### SELECTED EXTRACT:
══════════

Certain swap agreements into which a Portfolio Fund enters may require the calculation of the obligations of the parties to the agreements on a “net basis.” Consequently, the Portfolio Fund’s current obligations (or rights) under such swap agreements generally will be equal only to the net amount to be paid or received under the agreement based on the relative values of the positions held by each party to the agreement (the “net amount”). The risk of loss with respect to swaps consists of the net amount of the payments that the Portfolio Fund is contractually obligated to make. If the other party to a swap defaults, the Portfolio Fund’s risk of loss consists of the net amount of the payments that the Portfolio Fund contractually is entitled to receive.

══════════

### GIVEN TASK A:
Rewrite the part of the records that opens with the line containing "query (the noun phrase to segment): slot" and closes with the line containing "of the slot" as a Markdown table with the columns Row and Line. Give each nonblank line its own row.
The passage and the records are unrelated to each other.

(Dataset entries)

══════════

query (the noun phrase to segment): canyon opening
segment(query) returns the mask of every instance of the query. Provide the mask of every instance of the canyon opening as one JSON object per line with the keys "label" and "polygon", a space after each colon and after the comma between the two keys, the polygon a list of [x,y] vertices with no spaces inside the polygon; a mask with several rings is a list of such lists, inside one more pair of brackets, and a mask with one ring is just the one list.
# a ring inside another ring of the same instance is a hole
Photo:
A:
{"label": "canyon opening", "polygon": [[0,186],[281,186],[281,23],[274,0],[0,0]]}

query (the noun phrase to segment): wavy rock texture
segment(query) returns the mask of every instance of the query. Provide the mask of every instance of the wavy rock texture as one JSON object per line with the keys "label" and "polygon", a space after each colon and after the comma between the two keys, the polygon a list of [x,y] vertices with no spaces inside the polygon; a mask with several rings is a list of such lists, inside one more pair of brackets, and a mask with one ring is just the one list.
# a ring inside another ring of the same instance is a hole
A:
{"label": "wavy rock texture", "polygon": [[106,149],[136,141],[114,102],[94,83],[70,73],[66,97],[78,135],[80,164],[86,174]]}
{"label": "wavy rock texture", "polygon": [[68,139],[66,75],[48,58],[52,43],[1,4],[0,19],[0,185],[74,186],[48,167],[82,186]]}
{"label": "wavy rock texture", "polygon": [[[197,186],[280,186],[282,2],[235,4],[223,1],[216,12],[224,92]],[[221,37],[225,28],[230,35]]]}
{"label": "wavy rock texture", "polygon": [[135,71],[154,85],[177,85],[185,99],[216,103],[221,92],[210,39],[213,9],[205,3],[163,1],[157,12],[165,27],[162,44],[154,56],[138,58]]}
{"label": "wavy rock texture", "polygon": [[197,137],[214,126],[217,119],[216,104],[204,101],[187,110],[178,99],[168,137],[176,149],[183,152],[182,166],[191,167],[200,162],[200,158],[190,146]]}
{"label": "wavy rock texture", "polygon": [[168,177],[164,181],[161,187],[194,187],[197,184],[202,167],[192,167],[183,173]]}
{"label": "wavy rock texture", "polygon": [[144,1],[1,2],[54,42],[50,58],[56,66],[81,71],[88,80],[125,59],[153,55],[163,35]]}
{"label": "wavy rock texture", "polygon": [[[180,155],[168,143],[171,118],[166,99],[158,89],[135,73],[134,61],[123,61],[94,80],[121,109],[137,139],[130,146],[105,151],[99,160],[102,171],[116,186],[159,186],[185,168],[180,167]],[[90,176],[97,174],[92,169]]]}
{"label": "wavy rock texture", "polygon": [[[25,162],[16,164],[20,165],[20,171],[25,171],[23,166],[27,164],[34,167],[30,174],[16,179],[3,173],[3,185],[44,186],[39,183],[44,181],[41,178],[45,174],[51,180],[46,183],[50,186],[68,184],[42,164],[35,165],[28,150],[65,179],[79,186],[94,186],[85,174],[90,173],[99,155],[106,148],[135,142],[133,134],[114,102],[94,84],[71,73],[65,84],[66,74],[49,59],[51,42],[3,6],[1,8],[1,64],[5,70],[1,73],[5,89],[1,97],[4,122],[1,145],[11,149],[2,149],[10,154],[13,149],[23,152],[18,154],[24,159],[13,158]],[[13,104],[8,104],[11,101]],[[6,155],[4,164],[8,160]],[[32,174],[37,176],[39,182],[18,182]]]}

══════════

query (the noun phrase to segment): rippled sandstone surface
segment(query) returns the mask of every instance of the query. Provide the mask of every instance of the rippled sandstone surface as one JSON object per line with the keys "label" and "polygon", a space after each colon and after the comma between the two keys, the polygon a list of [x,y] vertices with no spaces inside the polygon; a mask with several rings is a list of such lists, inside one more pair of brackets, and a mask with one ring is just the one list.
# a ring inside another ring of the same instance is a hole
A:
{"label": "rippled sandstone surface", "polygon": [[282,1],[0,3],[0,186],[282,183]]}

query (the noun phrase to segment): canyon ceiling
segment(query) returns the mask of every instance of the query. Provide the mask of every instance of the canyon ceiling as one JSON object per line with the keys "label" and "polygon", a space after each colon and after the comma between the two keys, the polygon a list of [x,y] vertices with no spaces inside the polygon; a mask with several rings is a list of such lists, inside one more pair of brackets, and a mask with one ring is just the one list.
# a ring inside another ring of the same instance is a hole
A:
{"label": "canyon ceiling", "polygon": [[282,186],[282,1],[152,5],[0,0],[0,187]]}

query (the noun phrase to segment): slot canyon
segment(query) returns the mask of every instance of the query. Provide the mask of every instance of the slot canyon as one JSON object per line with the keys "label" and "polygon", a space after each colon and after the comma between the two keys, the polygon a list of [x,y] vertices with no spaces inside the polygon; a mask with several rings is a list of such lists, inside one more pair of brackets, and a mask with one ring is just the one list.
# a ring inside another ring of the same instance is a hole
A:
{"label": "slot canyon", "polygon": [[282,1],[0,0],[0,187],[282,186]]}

══════════

### GIVEN TASK B:
In the passage on swap agreements, what does a Portfolio Fund's risk of loss consist of if the other party to a swap defaults?

### PROBLEM SOLUTION A:
| Row | Line |
|---|---|
| 1 | query (the noun phrase to segment): slot canyon |
| 2 | segment(query) returns the mask of every instance of the query. Provide the mask of every instance of the slot canyon as one JSON object per line with the keys "label" and "polygon", a space after each colon and after the comma between the two keys, the polygon a list of [x,y] vertices with no spaces inside the polygon; a mask with several rings is a list of such lists, inside one more pair of brackets, and a mask with one ring is just the one list. |

### PROBLEM SOLUTION B:
It consists of the net amount of the payments that the Portfolio Fund contractually is entitled to receive.